● **Conjunto de tarefas**:
a - Resuma em forma de lista o parágrafo do texto sobre ilícito tributário que começa com "Feitas tais considerações", mantendo seus fatos principais.
b - No texto sobre ilícito tributário, reproduza a passagem de "Em muito esclarece" até "os próprios [07].", trocando "Estado" por "Poder Público".

● **Trecho de origem**:
++++++++++

Habermas tece oportuna consideração ao afirmar que "em nossos mundos da vida, compartilhados intersubjetivamente e que se sobrepõem uns aos outros, está instalado um amplo pano de fundo consensual, sem o qual a prática cotidiana não poderia funcionar de forma nenhuma" [06].

A rejeição não é de cunho social, mas localiza-se, com se verá, no âmbito da esfera vital primitiva, natural, do indivíduo, que a sente, mas a deixa de lado para poder viver convenientemente e, porque não dizer, confortavelmente, em sociedade.

Em muito esclarece a observação de Villegas, que bem enquadra o posicionamento adotado pelos adeptos da nominada doutrina da rejeição social:

Durante muito tempo, houve resistência ao tributo, por ser ele considerado fruto de desigualdade, privilégio e injustiça. O cumprimento de obrigações tributárias representava um sinal tangível de submissão e servidão do indivíduo diante do Estado.

Modernamente, entretanto, a doutrina variou fundamentalmente quanto à concepção do imposto que – de simples meio para obter recursos – passou a constituir-se em elemento essencial para a existência do Estado e a obtenção de suas finalidades.

O clima de ‘tolerância culpável’ começa a desaparecer e se transforma gradualmente em repúdio aos infratores fiscais, que burlam a sociedade e que incrementam os encargos fiscais dos outros, ao diminuírem ilegitimamente os próprios [07].

Schmolders, citado por Oliveira, assinala que "a resistência ao tributo, em todas as suas manifestações, coloca-se na esfera vital primitiva do homem, em seus instintos e impulsos naturais, cuja força é incomparavelmente maior e diametralmente oposta ao cumprimento dos deveres tributários, conhecidos racionalmente, mas não vividos emocionalmente" [08].

Feitas tais considerações, tem-se que ilícito tributário é qualquer conduta contrária a preceito imperativo da norma tributária. Tal conduta visa excluir, diminuir o valor do tributo, ou postergar o pagamento do montante devido.

A prática do ilícito tributário, sendo uma conduta contrária à lei tributária, sujeita o infrator à sanção jurídica, que abrange tanto os fatos contrários à lei tributária quanto aqueles configurados como crimes pela lei penal.

A abordagem aqui adotada encaminha o assunto para a referência aos princípios basilares que informam o Direito Tributário.

No Brasil, são adotados alguns princípios (citando-se apenas aqueles que guardam maior relação com a matéria destacada) que foram elaborados no âmbito do Direito Tributário e que lhe são próprios.

Menciona-se, por exemplo, o princípio da anterioridade tributária, configurado no artigo 150, inciso III, alínea b, da Constituição vigente, que ressalva não ser permitido cobrar tributos no mesmo exercício da publicação da Lei que os instituiu ou majorou.

++++++++++

● **Material extraído**:

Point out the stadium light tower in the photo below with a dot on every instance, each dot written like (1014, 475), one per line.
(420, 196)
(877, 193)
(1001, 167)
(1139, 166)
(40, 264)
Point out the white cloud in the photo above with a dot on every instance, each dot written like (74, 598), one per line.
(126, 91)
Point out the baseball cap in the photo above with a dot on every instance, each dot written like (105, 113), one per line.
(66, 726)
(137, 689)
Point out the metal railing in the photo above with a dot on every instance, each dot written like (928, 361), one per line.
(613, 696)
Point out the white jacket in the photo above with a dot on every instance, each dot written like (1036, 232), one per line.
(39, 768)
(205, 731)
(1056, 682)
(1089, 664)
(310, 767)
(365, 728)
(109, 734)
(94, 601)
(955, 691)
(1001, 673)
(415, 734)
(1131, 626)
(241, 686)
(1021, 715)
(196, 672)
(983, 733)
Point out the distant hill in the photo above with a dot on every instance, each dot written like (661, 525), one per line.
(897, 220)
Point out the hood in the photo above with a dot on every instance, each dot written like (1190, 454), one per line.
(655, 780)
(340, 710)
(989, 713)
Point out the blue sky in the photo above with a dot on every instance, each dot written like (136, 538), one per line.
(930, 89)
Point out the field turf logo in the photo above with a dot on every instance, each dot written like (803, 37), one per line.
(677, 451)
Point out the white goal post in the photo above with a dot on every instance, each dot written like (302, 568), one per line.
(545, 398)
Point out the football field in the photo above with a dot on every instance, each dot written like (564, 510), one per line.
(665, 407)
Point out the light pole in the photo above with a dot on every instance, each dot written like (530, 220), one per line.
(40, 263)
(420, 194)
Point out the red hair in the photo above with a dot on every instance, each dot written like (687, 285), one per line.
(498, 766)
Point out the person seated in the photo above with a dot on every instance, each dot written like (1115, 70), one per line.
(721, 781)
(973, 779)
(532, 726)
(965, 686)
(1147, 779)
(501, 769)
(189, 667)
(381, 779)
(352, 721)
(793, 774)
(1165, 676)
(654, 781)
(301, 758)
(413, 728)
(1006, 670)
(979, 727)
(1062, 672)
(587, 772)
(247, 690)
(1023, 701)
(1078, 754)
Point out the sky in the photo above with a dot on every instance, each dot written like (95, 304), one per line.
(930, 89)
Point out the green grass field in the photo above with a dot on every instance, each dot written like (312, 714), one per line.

++++++++++

● **Respostas completas**:
a -
- Ilícito tributário é qualquer conduta contrária a preceito imperativo da norma tributária.
- Essa conduta busca excluir o tributo, diminuir seu valor ou adiar o pagamento do montante devido.

b -
Em muito esclarece a observação de Villegas, que bem enquadra o posicionamento adotado pelos adeptos da nominada doutrina da rejeição social:

Durante muito tempo, houve resistência ao tributo, por ser ele considerado fruto de desigualdade, privilégio e injustiça. O cumprimento de obrigações tributárias representava um sinal tangível de submissão e servidão do indivíduo diante do Poder Público.

Modernamente, entretanto, a doutrina variou fundamentalmente quanto à concepção do imposto que – de simples meio para obter recursos – passou a constituir-se em elemento essencial para a existência do Poder Público e a obtenção de suas finalidades.

O clima de ‘tolerância culpável’ começa a desaparecer e se transforma gradualmente em repúdio aos infratores fiscais, que burlam a sociedade e que incrementam os encargos fiscais dos outros, ao diminuírem ilegitimamente os próprios [07].